>> BEGIN LISTED RECORDS

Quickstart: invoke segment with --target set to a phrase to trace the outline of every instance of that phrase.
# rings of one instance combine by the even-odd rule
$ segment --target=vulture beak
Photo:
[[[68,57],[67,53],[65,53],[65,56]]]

>> END LISTED RECORDS

- **EXERCISE DIRECTIONS**:
Can you reproduce the material above word for word, every line included?

- **COMPLETE RESPONSE**:
Quickstart: invoke segment with --target set to a phrase to trace the outline of every instance of that phrase.
# rings of one instance combine by the even-odd rule
$ segment --target=vulture beak
Photo:
[[[68,57],[67,53],[65,53],[65,56]]]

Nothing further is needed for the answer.